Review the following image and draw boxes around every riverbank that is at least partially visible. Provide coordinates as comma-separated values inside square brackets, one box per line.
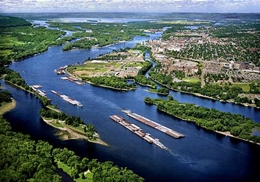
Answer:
[144, 100, 260, 145]
[85, 81, 137, 92]
[149, 77, 260, 109]
[41, 117, 109, 146]
[0, 98, 16, 115]
[160, 107, 260, 146]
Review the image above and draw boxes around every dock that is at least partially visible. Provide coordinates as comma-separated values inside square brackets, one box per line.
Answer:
[122, 110, 185, 138]
[110, 115, 167, 150]
[51, 90, 83, 107]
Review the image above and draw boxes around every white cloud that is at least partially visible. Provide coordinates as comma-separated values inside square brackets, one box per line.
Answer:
[0, 0, 260, 13]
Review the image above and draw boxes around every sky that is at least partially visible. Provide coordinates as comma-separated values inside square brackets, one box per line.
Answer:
[0, 0, 260, 13]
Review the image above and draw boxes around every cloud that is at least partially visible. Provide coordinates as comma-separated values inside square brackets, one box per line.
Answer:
[0, 0, 260, 13]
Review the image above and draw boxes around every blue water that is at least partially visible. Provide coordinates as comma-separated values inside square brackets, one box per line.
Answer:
[2, 29, 260, 181]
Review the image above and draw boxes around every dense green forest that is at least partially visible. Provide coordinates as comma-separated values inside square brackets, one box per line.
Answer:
[0, 89, 12, 107]
[0, 16, 31, 28]
[0, 16, 65, 64]
[47, 22, 146, 51]
[0, 116, 144, 182]
[144, 96, 260, 143]
[83, 76, 137, 90]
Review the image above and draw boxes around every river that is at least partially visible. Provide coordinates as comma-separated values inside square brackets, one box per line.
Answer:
[1, 20, 260, 181]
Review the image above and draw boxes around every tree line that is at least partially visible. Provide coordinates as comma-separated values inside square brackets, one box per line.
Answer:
[83, 76, 136, 90]
[0, 116, 144, 182]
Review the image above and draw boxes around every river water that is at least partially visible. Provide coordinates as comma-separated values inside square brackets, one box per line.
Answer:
[1, 24, 260, 181]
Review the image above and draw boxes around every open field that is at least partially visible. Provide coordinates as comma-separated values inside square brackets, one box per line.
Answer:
[182, 77, 200, 83]
[233, 83, 250, 92]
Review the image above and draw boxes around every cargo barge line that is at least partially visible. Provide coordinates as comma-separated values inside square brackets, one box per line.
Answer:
[110, 115, 167, 150]
[122, 110, 185, 138]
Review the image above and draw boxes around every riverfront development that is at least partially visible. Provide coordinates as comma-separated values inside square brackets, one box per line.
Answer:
[0, 12, 260, 181]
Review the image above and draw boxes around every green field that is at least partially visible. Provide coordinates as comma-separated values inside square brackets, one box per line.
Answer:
[56, 161, 93, 182]
[182, 77, 200, 83]
[233, 83, 250, 92]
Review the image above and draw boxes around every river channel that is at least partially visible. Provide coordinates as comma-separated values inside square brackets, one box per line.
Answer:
[1, 20, 260, 182]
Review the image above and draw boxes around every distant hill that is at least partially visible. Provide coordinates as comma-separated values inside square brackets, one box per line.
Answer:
[0, 16, 31, 28]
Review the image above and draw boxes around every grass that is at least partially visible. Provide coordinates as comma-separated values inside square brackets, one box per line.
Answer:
[55, 161, 93, 182]
[182, 77, 200, 83]
[0, 49, 12, 56]
[0, 99, 16, 115]
[51, 121, 64, 128]
[56, 161, 71, 175]
[125, 62, 143, 67]
[233, 83, 250, 92]
[75, 172, 93, 182]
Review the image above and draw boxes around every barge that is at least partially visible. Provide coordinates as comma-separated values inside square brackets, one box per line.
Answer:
[51, 90, 83, 107]
[123, 110, 185, 138]
[110, 115, 167, 150]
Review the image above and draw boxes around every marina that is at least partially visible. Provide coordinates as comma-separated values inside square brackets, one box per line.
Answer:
[110, 115, 167, 150]
[123, 110, 185, 138]
[51, 90, 83, 107]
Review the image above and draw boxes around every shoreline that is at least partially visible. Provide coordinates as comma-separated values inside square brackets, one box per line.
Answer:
[154, 106, 260, 146]
[150, 77, 260, 109]
[0, 98, 16, 115]
[41, 117, 109, 146]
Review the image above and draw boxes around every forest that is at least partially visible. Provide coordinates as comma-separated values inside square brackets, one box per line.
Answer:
[0, 116, 144, 182]
[0, 16, 65, 66]
[83, 76, 137, 91]
[144, 96, 260, 143]
[47, 22, 146, 51]
[0, 89, 12, 107]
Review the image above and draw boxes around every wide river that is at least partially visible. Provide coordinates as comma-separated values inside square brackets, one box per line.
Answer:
[1, 24, 260, 182]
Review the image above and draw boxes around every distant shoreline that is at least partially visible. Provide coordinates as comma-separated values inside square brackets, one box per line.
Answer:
[150, 77, 260, 109]
[41, 117, 109, 146]
[154, 106, 260, 146]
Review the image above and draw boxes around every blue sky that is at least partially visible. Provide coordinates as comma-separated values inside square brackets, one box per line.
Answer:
[0, 0, 260, 13]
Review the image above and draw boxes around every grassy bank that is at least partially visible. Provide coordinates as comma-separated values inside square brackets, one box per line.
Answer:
[0, 99, 16, 115]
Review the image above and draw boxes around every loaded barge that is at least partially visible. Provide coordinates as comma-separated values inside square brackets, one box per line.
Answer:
[110, 115, 167, 150]
[123, 110, 185, 138]
[51, 90, 83, 107]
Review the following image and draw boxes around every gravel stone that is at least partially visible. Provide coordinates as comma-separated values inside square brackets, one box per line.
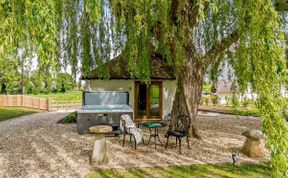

......

Short task
Rewrite every row above as a numbered list, omitting blank lines and leaving the pictures out.

Solution below
1. Review the following image and draw boxes around every riverbank that is at least partially visible. Provide coordinates as comma-separated values inside square brackets, one box per line.
2. Answer:
3. [144, 100, 260, 145]
4. [85, 81, 137, 92]
5. [149, 77, 260, 109]
6. [41, 117, 109, 146]
7. [0, 98, 16, 115]
8. [160, 107, 260, 146]
9. Review the image above and draw boxes around every dock that is at least partially visible. Provide coordinates as comma-separated values inside square brackets, one box per line.
10. Answer:
11. [122, 110, 185, 138]
12. [110, 115, 167, 150]
13. [51, 90, 83, 107]
14. Review the image above and draw boxes around every white cloud that is at least partially visible. Provide coordinates as comma-separated values inside square brackets, one box per line.
15. Answer:
16. [0, 0, 260, 13]
17. Review the image above and draw boxes around every sky that is at least partially visible. Provide coordinates as comma-separated values inside square brackets, one box per line.
18. Answer:
19. [0, 0, 260, 13]
20. Review the image above and draw boxes around every cloud that is at least partially visible. Provide coordinates as comma-separated values inside square brackets, one box per line.
21. Answer:
22. [0, 0, 260, 13]
23. Review the image above and draw boxes around every blue water that is at least partially visible. Provide coordinates as comma-separated values inside square brackets, one box per line.
24. Answer:
25. [2, 29, 260, 181]
26. Review the image above and draw boxes around every dense green forest that is at least partially visible. Provide coordinates as comma-separated values inside square brackets, one box per line.
27. Answer:
28. [0, 89, 12, 107]
29. [0, 16, 31, 28]
30. [0, 16, 65, 64]
31. [47, 22, 146, 51]
32. [0, 116, 144, 182]
33. [144, 96, 260, 143]
34. [83, 76, 137, 90]
35. Review the image above and draw boxes around every river that is at least partially visible. Provide coordinates as comma-separated values inside square brackets, one box per line.
36. Answer:
37. [1, 20, 260, 181]
38. Review the image above and draw boxes around every tree line that is at least partially visible. Provide coordinates as comma-separated values inside square brackets, one box per line.
39. Answer:
40. [83, 76, 136, 90]
41. [0, 116, 144, 182]
42. Review the image above and draw boxes around every river water that is at least partially visible. Provide coordinates as comma-separated values inside square brackets, one box per line.
43. Answer:
44. [1, 24, 260, 181]
45. Review the image above and draw boxes around every open field that is at least partially visible. Provide coordinates as comma-separated values inside square brackets, one box per line.
46. Answer:
47. [182, 77, 200, 83]
48. [233, 83, 250, 92]
49. Review the image above and draw boxes around every cargo barge line that is at least partially visible. Provide coordinates as comma-separated values inside square brackets, one box per line.
50. Answer:
51. [110, 115, 167, 150]
52. [122, 110, 185, 138]
53. Review the image above and draw boxes around every riverfront development that is at least partially visible. Provide coordinates as comma-separated values inside square brackets, one box per line.
54. Answer:
55. [0, 12, 260, 181]
56. Review the image above and draw boxes around every green field that is at least partially visible. Provide coordinates as comma-separated values inside square brackets, one box per line.
57. Answer:
58. [56, 161, 93, 182]
59. [182, 77, 200, 83]
60. [233, 83, 250, 92]
61. Review the image above and draw boxes around every river channel that is at least partially visible. Provide coordinates as comma-separated values inside square brackets, one box per line.
62. Answer:
63. [1, 20, 260, 182]
64. Review the image above and draw boxes around every distant hill that is at least partially visible. Provide coordinates as comma-separated values inside square brackets, one box per line.
65. Answer:
66. [0, 16, 31, 28]
67. Review the image above and draw boxes around every grass that is at least partially visible. Provide coordinates as comma-separated values inside square brackets, one box per line.
68. Answer:
69. [55, 161, 93, 182]
70. [182, 77, 200, 83]
71. [0, 49, 12, 56]
72. [0, 99, 16, 115]
73. [51, 121, 64, 128]
74. [56, 161, 71, 175]
75. [125, 62, 143, 67]
76. [233, 83, 250, 92]
77. [75, 172, 93, 182]
78. Review the image above and draw boxes around every barge that is at least partially visible. Provide coordinates as comma-separated values inside square brackets, one box per line.
79. Answer:
80. [51, 90, 83, 107]
81. [123, 110, 185, 138]
82. [110, 115, 167, 150]
83. Review the image above and draw boxes around every marina that is at least partially visible. Provide coordinates as comma-separated values inside square brackets, one box per line.
84. Answer:
85. [110, 115, 167, 150]
86. [123, 110, 185, 138]
87. [51, 90, 83, 107]
88. Review the image above and draw boxes around every shoreline that is at least partially visible. Provide coordinates as comma-separated values inside square brackets, one box per line.
89. Answer:
90. [154, 106, 260, 146]
91. [150, 77, 260, 109]
92. [0, 98, 16, 115]
93. [41, 117, 109, 146]
94. Review the image above and draw boxes around every forest that is at least partially visible. Provide coordinates as comma-separated values inside square brackets, one box per line.
95. Answer:
96. [0, 116, 144, 182]
97. [0, 16, 65, 66]
98. [83, 76, 137, 91]
99. [144, 96, 260, 143]
100. [47, 22, 146, 51]
101. [0, 89, 12, 107]
102. Review the image above and draw boxes around every wide river that is at least partially visible. Provide coordinates as comma-separated values inside square brackets, one box per line.
103. Answer:
104. [1, 24, 260, 182]
105. Review the image above and draw boxes around every distant shoreline that is at least partially visible. Provide coordinates as comma-separated values inside square brackets, one box per line.
106. Answer:
107. [150, 77, 260, 109]
108. [41, 117, 109, 146]
109. [154, 106, 260, 146]
110. Review the image above and draw boxes around every blue sky that is at least partially visible. Provide coordinates as comma-separated values inside square brackets, one box per line.
111. Answer:
112. [0, 0, 260, 13]
113. Review the image above and draw boxes around every grassy bank that is at least partially visible. Provide coordinates as comma-separated values inside square brackets, one box per line.
114. Answer:
115. [0, 99, 16, 115]
116. Review the image above and draw boxes around every loaded barge that is at least partially visible. Provide coordinates as comma-separated values inside square brackets, one box per line.
117. Answer:
118. [110, 115, 167, 150]
119. [123, 110, 185, 138]
120. [51, 90, 83, 107]
121. Review the following image and draw boxes around every gravel stone that is at least partially visible. Provide coordinates as comma-separated values inside square brackets, one box per line.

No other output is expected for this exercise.